Extracted text:

This April, acclaimed Canadian composer, writer, and lyricist Britta Johnson’s Life After returns to the city where it began, in a new production at the CAA Ed Mirvish Theatre. I saw the first professional production back in 2017 at Canadian Stage’s Berkeley Street Theatre and remember being captivated by the fluidity of the staging, the deeply felt yet often funny writing, and the way the songs carried the audience into the heart of the characters’ emotions.
Life After is not your typical musical, focusing as it does on an inner journey – that of 16-year-old Alice, trying to come to terms with the sudden death of her father, famous self-help guru, Frank Carter. The show’s own journey, from first inspiration to its first fully commercial production, is also an absorbing one, so I took the opportunity to find out more, by talking to its creator and some of her collaborators.
Coming of age: “It started,” Johnson told me, “when I participated, at age 19, in the Paprika Festival in Toronto – a free program for writers under 21 – as one of their playwrights in residence. I had lost my dad when I was 13, and then, while I was 19, one of my best friends passed away.” In both cases, she told me, she found herself at visitations, feeling so clumsy, not knowing what to do or say. “But also finding the richness of comedy in the situation; so Life After started as a few songs sung from a single character’s point of view at one of these visitations. It wasn’t necessarily about me. I was just processing the complexity of how your reality is temporarily altered when you are actively grieving, and I thought music could help me explore that.”
Very quickly it became a show that wasn’t about her at all. “[It’s about] a family that is SO different from mine, and much more about the texture of coming of age through the experience of grief, and how we can use music to illustrate that specific experience in a way that feels honest and funny and warm, and that’s what I’ve been trying to do. I didn’t even know it would BE a musical when I started.”
First full Life: The first full musical version of Life After debuted at the Toronto Fringe Festival in the summer of 2016, and the show took off from there. As Johnson told me, “I remember at one of our fringe shows, I was onstage playing the piano and I could see everyone in the audience and there was this row that had Matthew Jocelyn from Canadian Stage, Mitchell Marcus from the Musical Stage Company and Natalie Bartello and Linda Barnett of Yonge Street Theatricals (YST) – and I remember looking out and thinking ‘oh, we better nail it tonight!’ I saw them all talking outside the theatre afterwards and very soon after that it all came together.”
It’s unusual to have commercial producers enter the picture so early in the development of a show. “It was an admirable thing,” Johnson says: “YST collaborated with both Canadian Stage and the Musical Stage Company to create the first production in 2017, then stayed and have been ushering it along in collaboration with various people ever since. It’s been such a game changer and it’s really exciting to be back in Toronto with them.”

Dataset:
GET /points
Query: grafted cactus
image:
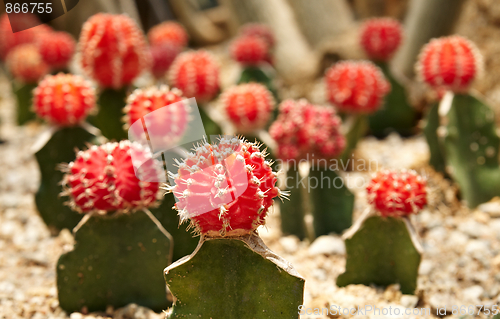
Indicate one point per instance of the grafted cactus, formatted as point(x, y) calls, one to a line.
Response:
point(64, 101)
point(382, 249)
point(119, 251)
point(461, 130)
point(241, 188)
point(113, 52)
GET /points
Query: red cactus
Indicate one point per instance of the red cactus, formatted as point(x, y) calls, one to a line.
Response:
point(9, 40)
point(248, 106)
point(451, 63)
point(102, 178)
point(381, 37)
point(303, 128)
point(395, 193)
point(26, 64)
point(168, 32)
point(356, 87)
point(225, 189)
point(64, 99)
point(163, 55)
point(259, 30)
point(196, 73)
point(56, 48)
point(113, 49)
point(249, 50)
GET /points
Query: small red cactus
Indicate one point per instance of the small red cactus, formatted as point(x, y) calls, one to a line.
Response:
point(225, 189)
point(250, 50)
point(303, 128)
point(395, 193)
point(196, 73)
point(113, 49)
point(26, 64)
point(9, 40)
point(248, 106)
point(259, 30)
point(168, 32)
point(451, 63)
point(356, 87)
point(381, 37)
point(64, 99)
point(102, 178)
point(163, 55)
point(56, 48)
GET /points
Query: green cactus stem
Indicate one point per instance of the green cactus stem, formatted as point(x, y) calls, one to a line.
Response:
point(116, 260)
point(355, 127)
point(396, 114)
point(60, 148)
point(435, 147)
point(234, 278)
point(24, 97)
point(292, 208)
point(381, 251)
point(185, 243)
point(109, 117)
point(471, 147)
point(332, 202)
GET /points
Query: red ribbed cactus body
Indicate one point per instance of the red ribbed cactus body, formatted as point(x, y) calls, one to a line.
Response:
point(9, 40)
point(303, 130)
point(64, 99)
point(356, 87)
point(168, 32)
point(250, 50)
point(225, 189)
point(196, 73)
point(451, 63)
point(102, 178)
point(26, 64)
point(381, 37)
point(397, 193)
point(259, 30)
point(56, 48)
point(248, 106)
point(163, 55)
point(113, 50)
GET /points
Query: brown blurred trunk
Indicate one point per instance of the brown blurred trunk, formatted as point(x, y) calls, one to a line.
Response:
point(295, 60)
point(426, 19)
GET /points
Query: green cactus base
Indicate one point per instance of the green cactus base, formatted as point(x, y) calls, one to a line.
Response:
point(381, 252)
point(109, 118)
point(332, 202)
point(471, 149)
point(116, 260)
point(229, 278)
point(24, 97)
point(59, 149)
point(291, 209)
point(184, 242)
point(435, 147)
point(396, 115)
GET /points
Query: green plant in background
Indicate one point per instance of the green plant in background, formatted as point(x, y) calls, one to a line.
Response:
point(311, 134)
point(114, 58)
point(380, 38)
point(382, 248)
point(231, 273)
point(461, 131)
point(120, 247)
point(27, 67)
point(63, 101)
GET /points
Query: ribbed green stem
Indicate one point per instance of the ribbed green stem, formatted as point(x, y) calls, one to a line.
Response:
point(59, 149)
point(332, 202)
point(292, 210)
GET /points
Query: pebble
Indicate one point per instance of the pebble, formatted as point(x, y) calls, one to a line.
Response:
point(328, 245)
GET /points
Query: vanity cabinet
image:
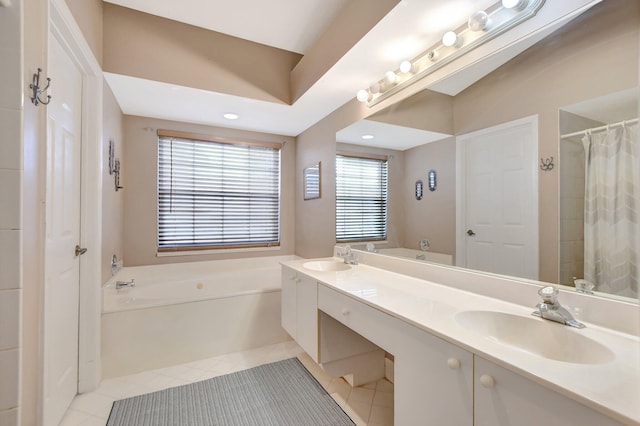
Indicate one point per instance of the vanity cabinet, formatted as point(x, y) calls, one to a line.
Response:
point(300, 310)
point(504, 398)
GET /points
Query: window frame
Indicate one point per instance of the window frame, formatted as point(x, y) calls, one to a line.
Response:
point(203, 248)
point(365, 156)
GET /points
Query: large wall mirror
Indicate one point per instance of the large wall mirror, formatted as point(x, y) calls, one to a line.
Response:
point(583, 76)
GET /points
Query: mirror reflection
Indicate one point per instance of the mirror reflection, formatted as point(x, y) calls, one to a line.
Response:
point(583, 76)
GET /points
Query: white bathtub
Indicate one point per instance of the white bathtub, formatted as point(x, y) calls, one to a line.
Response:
point(427, 256)
point(183, 312)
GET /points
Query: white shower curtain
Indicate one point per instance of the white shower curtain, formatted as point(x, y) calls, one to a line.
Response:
point(611, 213)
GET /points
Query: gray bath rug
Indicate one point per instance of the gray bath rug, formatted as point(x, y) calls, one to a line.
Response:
point(282, 393)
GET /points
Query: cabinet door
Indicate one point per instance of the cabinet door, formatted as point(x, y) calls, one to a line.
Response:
point(307, 315)
point(289, 301)
point(504, 398)
point(433, 381)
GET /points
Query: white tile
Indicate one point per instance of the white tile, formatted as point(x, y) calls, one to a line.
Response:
point(9, 368)
point(9, 417)
point(11, 84)
point(10, 259)
point(11, 138)
point(10, 186)
point(9, 319)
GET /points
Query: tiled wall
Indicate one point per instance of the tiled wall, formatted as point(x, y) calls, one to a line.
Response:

Problem to work on: Continue the article about Britta Johnson's musical Life After, starting after its final sentence.

Output:
Yonge Street Theatricals, based in Toronto, is a Tony, Olivier, and Dora Award-winning production company led by founders Barnett and Bartello. The duo have been quietly working together on creating new musicals at the grassroots level for 18 years with a focus on developing new Canadian talent. Their Broadway credits include: Maybe Happy Ending, A Strange Loop, and Come From Away, among others. They told me about their first meeting with Johnson when she was part of one of the first cohorts of their Noteworthy program (created with Musical Stage) where playwrights and composers are paired to create mini musicals.
“Britta was paired with Sara Farb and from the minute she put her fingers on the keys, Linda and I were astonished at her talent.” When they saw Life After at the Fringe their immediate reaction was “how can we get this up as quickly as possible with this amount of money.” They immediately joined forces with Musical Stage and Canadian Stage for the Berkeley Street production. Under YST production auspices, Life After’s journey took it next to the Old Globe Theatre in San Diego in 2019, then to Chicago’s Goodman Theatre in 2022 directed by Annie Tippe, who is also directing the upcoming Toronto production.
Enter the Furies: Workshops and rewriting have been a constant in Life’s journey, before each iteration of the show. But “the big pillars” of the show, as Johnson describes them, have stayed the same from the get-go. “The first songs that I wrote – Alice’s Poetry and Snow, and the mum’s Wallpaper - are the things that have been altered the least. I wrote them even before I knew I was going to be a writer and this is important as it feels like that is where the most honest versions of this teenage grief lives.”
One big change post-Fringe was the addition to the cast of an unexpected trio of shapeshifting figures called the Furies. “So much of what Alice goes through,” Johnson explains “is in her own head, but if she can be in conversation, if there is something leading her on, then there can be a kind of hero’s journey that she is going on. I think of the Furies as the funeral guests that never leave and then animate her world around her. They are also helpful to fill out the comedy of the story.”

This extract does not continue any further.